Mullah Abdul Salam Zaaef, former Taliban ambassador in Pakistan, former Guantanamo detainee, and adviser on reconciliation to President Karzai, told the New York Times this week that Mullah Baradar's arrest could be disastrous. "If it is really true, it could seriously affect negotiations, and gravely affect the peace process," he said in Kabul. And that may be just what the old hardliners of the ISI want.
discordination...
From the NYT
ISLAMABAD, Pakistan — Inside a secret detention center in an industrial pocket of the Pakistani capital called I/9, teams of Pakistani and American spies have kept a watchful eye on a senior Taliban leader captured last month. With the other eye, they watch each other.
The C.I.A. and its Pakistani counterpart, the Directorate of Inter-Services Intelligence, have a long and often tormented relationship. And even now, they are moving warily toward conflicting goals, with each maneuvering to protect its influence after the shooting stops in Afghanistan.
Yet interviews in recent days show how they are working together on tactical operations, and how far the C.I.A. has extended its extraordinary secret war beyond the mountainous tribal belt and deep into Pakistan’s sprawling cities.
Beyond the capture of Mullah Abdul Ghani Baradar, C.I.A. operatives working with the ISI have carried out dozens of raids throughout Pakistan over the past year, working from bases in the cities of Quetta, Peshawar and elsewhere, according to Pakistani security officials.

(Records taken from a collection)
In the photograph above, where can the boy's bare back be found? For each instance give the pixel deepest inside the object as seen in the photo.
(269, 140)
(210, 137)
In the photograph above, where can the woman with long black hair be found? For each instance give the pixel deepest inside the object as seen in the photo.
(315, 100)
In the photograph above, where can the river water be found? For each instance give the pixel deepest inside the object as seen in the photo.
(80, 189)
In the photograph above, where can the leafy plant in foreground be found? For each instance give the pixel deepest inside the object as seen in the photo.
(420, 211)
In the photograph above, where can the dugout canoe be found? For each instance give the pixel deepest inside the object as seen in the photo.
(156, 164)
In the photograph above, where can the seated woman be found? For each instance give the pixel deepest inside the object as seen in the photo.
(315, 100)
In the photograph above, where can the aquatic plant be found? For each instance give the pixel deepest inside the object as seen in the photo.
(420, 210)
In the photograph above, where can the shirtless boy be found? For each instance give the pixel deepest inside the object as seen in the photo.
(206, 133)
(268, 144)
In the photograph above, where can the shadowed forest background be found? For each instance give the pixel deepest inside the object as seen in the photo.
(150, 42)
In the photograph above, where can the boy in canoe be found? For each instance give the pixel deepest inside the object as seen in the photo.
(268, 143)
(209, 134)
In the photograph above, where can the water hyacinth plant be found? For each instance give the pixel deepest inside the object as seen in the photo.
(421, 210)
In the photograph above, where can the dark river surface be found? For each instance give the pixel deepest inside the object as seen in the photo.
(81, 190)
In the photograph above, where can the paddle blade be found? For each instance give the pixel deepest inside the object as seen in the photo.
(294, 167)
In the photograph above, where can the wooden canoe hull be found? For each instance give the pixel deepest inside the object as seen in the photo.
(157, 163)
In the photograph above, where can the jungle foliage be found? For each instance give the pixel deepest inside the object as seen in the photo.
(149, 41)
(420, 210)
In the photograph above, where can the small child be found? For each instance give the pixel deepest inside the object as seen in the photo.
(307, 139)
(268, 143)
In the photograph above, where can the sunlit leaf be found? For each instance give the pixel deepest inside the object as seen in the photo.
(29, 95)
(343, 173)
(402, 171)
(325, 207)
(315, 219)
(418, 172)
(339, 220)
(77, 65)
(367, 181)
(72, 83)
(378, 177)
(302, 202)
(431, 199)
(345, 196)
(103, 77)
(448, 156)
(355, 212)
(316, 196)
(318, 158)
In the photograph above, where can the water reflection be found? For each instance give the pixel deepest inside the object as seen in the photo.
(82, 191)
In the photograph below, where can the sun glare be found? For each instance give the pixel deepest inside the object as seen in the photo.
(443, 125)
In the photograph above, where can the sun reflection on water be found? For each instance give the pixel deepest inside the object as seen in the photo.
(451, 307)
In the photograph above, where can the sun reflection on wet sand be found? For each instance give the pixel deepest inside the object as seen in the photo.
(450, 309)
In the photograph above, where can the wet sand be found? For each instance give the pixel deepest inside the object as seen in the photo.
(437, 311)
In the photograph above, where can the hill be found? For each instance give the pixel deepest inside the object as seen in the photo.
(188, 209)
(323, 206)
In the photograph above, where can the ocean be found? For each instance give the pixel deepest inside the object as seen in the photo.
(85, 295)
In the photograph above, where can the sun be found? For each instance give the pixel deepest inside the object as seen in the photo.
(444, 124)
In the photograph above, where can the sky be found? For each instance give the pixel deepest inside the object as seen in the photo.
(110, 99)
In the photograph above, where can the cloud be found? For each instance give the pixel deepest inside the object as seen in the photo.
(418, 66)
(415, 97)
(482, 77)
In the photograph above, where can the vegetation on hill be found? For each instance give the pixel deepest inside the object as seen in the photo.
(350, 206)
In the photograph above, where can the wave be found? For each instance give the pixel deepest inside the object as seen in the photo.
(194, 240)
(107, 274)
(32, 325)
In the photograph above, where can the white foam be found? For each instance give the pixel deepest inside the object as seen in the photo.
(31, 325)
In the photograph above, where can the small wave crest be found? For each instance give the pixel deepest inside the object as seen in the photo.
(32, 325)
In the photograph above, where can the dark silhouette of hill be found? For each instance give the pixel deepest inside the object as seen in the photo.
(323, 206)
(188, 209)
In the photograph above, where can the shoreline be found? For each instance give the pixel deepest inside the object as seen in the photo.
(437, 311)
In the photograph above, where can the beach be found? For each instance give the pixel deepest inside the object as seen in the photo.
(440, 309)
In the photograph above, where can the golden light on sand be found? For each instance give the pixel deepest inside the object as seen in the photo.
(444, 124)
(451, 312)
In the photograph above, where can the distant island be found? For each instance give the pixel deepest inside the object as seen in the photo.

• [SHORT PROBLEM]: According to the excerpt about the C.I.A. and the ISI, where is the secret detention center in which the captured Taliban leader is watched?

• [RESPONSE]: In an industrial pocket of the Pakistani capital called I/9.